-- Exercise description --
Go line by line through the entries and show those that hold the string "tell".

-- Supplied data --
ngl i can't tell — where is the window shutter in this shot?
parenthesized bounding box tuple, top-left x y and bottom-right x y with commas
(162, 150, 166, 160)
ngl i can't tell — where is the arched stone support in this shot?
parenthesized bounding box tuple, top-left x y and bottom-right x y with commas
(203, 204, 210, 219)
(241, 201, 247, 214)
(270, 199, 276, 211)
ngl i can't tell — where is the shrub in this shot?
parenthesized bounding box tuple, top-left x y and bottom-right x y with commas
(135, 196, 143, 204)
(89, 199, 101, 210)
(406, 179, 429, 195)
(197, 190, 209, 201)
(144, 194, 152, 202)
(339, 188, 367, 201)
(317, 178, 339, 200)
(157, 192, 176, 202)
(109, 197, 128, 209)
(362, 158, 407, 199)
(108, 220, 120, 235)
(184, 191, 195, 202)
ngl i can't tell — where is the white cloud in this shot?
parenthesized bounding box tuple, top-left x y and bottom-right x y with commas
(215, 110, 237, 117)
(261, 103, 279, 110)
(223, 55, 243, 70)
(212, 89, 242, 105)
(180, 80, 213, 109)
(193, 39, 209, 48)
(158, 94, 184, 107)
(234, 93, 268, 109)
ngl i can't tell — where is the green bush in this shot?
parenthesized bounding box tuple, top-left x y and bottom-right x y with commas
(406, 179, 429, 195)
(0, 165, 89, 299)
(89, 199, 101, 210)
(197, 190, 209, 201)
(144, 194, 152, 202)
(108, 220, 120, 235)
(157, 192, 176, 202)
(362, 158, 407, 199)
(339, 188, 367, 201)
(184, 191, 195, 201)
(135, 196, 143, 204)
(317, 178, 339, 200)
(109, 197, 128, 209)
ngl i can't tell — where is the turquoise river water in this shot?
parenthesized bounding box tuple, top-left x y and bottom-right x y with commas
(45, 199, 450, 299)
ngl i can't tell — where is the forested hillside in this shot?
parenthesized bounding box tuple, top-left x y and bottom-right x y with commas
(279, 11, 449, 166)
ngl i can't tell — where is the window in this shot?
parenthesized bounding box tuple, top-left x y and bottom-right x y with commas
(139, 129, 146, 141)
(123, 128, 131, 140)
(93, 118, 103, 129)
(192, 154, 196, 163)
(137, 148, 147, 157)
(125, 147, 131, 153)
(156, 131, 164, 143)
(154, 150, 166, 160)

-- Worked solution --
ngl i can't tell — where is the window shutter in this shot?
ngl i can't tell — where is the arched stone support in this shot?
ngl i can't tell — where is the shrub in this shot?
ngl i can't tell — where is the white cloud in this shot?
ngl i can't tell — where is the green bush in this shot?
ngl i can't tell — where is the turquoise river water in this shot?
ngl i can't tell — where is the forested hillside in this shot?
ngl i can't tell — where is the window in this shot?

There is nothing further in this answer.